BEGIN EXCERPT TO READ
Pure, pure crap and misdirection.
More from Monbiot
Like others, I have called for renewable power to be used both to replace the electricity produced by fossil fuel and to expand the total supply, displacing the oil used for transport and the gas used for heating fuel. Are we also to demand that it replaces current nuclear capacity? The more work we expect renewables to do, the greater the impact on the landscape will be, and the tougher the task of public persuasion.
But expanding the grid to connect people and industry to rich, distant sources of ambient energy is also rejected by most of the greens who complained about the blog post I wrote last week in which I argued that nuclear remains safer than coal. What they want, they tell me, is something quite different: we should power down and produce our energy locally. Some have even called for the abandonment of the grid. Their bucolic vision sounds lovely, until you read the small print.
At high latitudes like ours, most small-scale ambient power production is a dead loss. Generating solar power in the UK involves a spectacular waste of scarce resources. It’s hopelessly inefficient and poorly matched to the pattern of demand. Wind power in populated areas is largely worthless. This is partly because we have built our settlements in sheltered places; partly because turbulence caused by the buildings interferes with the airflow and chews up the mechanism. Micro-hydropower might work for a farmhouse in Wales, but it’s not much use in Birmingham.
And how do we drive our textile mills, brick kilns, blast furnaces and electric railways – not to mention advanced industrial processes? Rooftop solar panels? The moment you consider the demands of the whole economy is the moment at which you fall out of love with local energy production. A national (or, better still, international) grid is the essential prerequisite for a largely renewable energy supply.
Some greens go even further: why waste renewable resources by turning them into electricity? Why not use them to provide energy directly? To answer this question, look at what happened in Britain before the industrial revolution.
The damming and weiring of British rivers for watermills was small-scale, renewable, picturesque and devastating. By blocking the rivers and silting up the spawning beds, they helped bring to an end the gigantic runs of migratory fish that were once among our great natural spectacles and which fed much of Britain – wiping out sturgeon, lampreys and shad, as well as most sea trout and salmon.
Traction was intimately linked with starvation. The more land that was set aside for feeding draft animals for industry and transport, the less was available for feeding humans. It was the 17th-century equivalent of today’s biofuels crisis.
But the energy source to which most economies will revert if they shut down their nuclear plants is not wood, water, wind or sun, but fossil fuel. On every measure (climate change, mining impact, local pollution, industrial injury and death, even radioactive discharges) coal is 100 times worse than nuclear power. Thanks to the expansion of shale gas production, the impacts of natural gas are catching up fast.
END EXCERPT TO READ
BEGIN LISTED ENTRIES
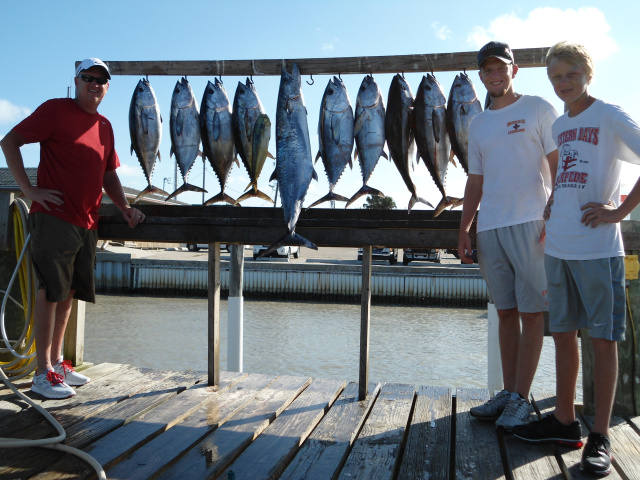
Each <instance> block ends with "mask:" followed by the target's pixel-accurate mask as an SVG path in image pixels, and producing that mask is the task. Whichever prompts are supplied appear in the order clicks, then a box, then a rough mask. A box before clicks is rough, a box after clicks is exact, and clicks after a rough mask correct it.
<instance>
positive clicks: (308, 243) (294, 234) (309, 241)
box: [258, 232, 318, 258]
END LISTED ENTRIES
BEGIN LISTED ENTRIES
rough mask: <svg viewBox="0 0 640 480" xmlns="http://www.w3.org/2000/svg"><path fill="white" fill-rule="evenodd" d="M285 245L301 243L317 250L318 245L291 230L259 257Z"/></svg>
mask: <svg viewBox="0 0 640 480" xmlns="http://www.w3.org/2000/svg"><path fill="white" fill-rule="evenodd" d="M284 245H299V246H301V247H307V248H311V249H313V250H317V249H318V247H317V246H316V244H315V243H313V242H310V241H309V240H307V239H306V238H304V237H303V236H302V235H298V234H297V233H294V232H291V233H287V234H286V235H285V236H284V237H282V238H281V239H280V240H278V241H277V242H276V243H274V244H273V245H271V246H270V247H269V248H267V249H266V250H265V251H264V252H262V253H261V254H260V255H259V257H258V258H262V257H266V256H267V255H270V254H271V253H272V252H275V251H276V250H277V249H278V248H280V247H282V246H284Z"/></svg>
END LISTED ENTRIES
■ WORK INSTRUCTIONS ■
Quote the passage on energy sources from "Traction was intimately" up to and including "catching up fast.". Rely only on the passage on energy sources, not on the entries.

■ WRITTEN RESPONSE ■
Traction was intimately linked with starvation. The more land that was set aside for feeding draft animals for industry and transport, the less was available for feeding humans. It was the 17th-century equivalent of today’s biofuels crisis.
But the energy source to which most economies will revert if they shut down their nuclear plants is not wood, water, wind or sun, but fossil fuel. On every measure (climate change, mining impact, local pollution, industrial injury and death, even radioactive discharges) coal is 100 times worse than nuclear power. Thanks to the expansion of shale gas production, the impacts of natural gas are catching up fast.